PROBLEMS AND TASKS:
(a) Answer these questions using the birth story.
(i) At about what time did the couple arrive at the emergency admissions entrance?
(ii) How far apart did Sarah say her contractions were?
(iii) How dilated and effaced did the nurse say Sarah was?
(b) Proceed with the birth story, beginning after its final sentence.

PAGE TEXT:

━━━━━━━━━━━━━━━━

The hospital isn’t terribly far away from our house but I was speeding down the road. The stop lights are timed so that if you hit them at the right time, you’ll have a smooth trip all the way downtown. Well we hit the first one as it turned yellow. I ran it. Megan, however, got the red. She ran it. We ran every light on the way to the hospital. Thankfully we made it to the hospital in good time and Megan didn’t get T-boned.
We arrived at the emergency admissions entrance around 11pm, two hours after Sarah had begun to feel contractions and she was NOT having a good Tuesday evening. She went to the admissions counter and after what felt like an eternity a woman came around the corner and asked if she could help. Quickly (Sarah was racing contractions at this point) my wife told her that she was in labor and needed to be admitted. This lady handed Sarah a clip board and asked her to fill it out. She took it to a seat and got as far as writing down the S of her first name when the next contraction hit her. As she was doubled over the chair the lady asked her how far apart her contractions were. Sarah squeaked out that they were occurring every three minutes. By the time I got back in from moving my truck to the parking lot they had Sarah at a desk in a private alcove and they were rapid firing questions at her. She was valiantly trying to answer through labor pain. When I showed up they began to ask me the questions and we got her paperwork signed. About the time that the admissions print out finished in the printer a nurse grabbed it and called Sarah’s name. It was go time.
They took us to a triage room to evaluate Sarah. They hooked her up to the monitors and tried to get an IV started. While one nurse was hitting a valve in Sarah’s vein, the other was checking her cervix. The nurse checking on things downstairs looked at me and said “Well, you’re about to have a baby”. No joke said the look I gave her. She then said “Sarah, you’re between 8 and 9cm dilated and 100% effaced”. The no joke look was still on my face but not sarcastically the second time around.

━━━━━━━━━━━━━━━━

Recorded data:
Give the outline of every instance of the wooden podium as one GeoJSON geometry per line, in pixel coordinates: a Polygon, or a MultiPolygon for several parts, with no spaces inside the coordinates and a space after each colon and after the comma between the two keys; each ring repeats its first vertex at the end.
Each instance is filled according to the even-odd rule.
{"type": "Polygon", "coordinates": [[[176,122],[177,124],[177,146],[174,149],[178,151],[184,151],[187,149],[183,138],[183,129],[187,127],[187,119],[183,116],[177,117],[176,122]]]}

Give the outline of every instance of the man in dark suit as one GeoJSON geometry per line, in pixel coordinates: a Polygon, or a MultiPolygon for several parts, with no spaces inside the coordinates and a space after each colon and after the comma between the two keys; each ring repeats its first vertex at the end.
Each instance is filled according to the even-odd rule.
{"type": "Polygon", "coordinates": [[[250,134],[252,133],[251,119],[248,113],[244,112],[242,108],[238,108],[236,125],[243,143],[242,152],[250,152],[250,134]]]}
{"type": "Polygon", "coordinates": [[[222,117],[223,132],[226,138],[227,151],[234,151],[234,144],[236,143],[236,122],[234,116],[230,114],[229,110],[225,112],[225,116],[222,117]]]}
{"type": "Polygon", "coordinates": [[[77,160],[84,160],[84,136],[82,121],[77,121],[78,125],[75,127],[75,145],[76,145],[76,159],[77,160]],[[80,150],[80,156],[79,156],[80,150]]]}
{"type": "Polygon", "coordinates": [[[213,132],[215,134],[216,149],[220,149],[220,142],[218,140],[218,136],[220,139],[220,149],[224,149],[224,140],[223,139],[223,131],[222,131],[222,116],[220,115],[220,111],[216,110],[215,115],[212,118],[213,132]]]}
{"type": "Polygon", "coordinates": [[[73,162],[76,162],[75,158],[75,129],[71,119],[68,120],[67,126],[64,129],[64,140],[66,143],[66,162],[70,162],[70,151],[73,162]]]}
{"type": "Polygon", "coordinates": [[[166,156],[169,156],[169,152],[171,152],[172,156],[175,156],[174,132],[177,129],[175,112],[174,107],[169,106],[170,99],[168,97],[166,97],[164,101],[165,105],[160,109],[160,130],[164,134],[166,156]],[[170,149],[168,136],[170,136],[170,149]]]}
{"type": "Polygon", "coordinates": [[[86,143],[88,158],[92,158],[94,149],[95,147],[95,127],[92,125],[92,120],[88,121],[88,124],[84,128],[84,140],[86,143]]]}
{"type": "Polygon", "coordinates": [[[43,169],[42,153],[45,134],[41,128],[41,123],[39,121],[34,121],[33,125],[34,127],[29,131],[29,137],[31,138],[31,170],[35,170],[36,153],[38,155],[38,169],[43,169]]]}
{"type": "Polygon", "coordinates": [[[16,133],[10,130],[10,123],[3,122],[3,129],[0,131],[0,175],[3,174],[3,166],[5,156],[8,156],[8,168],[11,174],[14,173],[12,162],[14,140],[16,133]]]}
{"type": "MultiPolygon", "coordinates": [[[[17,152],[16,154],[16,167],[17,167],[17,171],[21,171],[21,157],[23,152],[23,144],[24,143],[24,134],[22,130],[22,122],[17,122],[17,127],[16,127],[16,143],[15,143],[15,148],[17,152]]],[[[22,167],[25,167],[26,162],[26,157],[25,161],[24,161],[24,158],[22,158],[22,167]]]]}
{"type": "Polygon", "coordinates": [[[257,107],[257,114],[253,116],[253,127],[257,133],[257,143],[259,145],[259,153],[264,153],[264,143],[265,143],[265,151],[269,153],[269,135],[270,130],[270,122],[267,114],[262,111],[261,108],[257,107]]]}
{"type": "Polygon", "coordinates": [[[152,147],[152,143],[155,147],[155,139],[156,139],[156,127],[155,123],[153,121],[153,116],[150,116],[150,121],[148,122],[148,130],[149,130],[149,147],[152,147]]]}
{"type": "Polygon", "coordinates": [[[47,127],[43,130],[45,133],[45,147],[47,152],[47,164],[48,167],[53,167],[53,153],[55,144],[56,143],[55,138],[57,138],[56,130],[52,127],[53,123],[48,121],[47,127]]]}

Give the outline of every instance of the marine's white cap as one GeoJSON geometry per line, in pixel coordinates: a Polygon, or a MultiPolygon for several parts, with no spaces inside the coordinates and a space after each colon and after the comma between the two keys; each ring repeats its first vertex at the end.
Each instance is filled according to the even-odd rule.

━━━━━━━━━━━━━━━━

EXERCISE RESPONSES:
(a)
(i) Around 11pm.
(ii) Every three minutes.
(iii) Between 8 and 9cm dilated and 100% effaced.

(b)
They wheeled Sarah out of triage and into the L&D room where our new nurse asked us what our birth plan was. Sarah yelled politely told her that she wanted an epidural. Sarah then asked her how quickly the lab worked since she needed a platelet count. She offered her arm and showed the nurse where her good veins were. It was about that time that the nurse looked at me and asked me what kind of nurse Sarah is. I laughed as I told her that she is a Nurse Anesthetist.
The epidural went smoothly and once the Fentanyl came on board around 11:45pm, sweet Sarah was back. Megan helped her sister do her hair in an attractive yet practical ponytail/bun combo (I honestly have no idea what to call it) for the impending delivery. I pulled a chair over to the side of her bed as she drifted off to sleep and quietly tried to get the feeling back into my fingers that had borne the brunt of Sarah’s pre-narcotic rampage.
Robert arrived at 9:15am the next morning and our world was forever changed.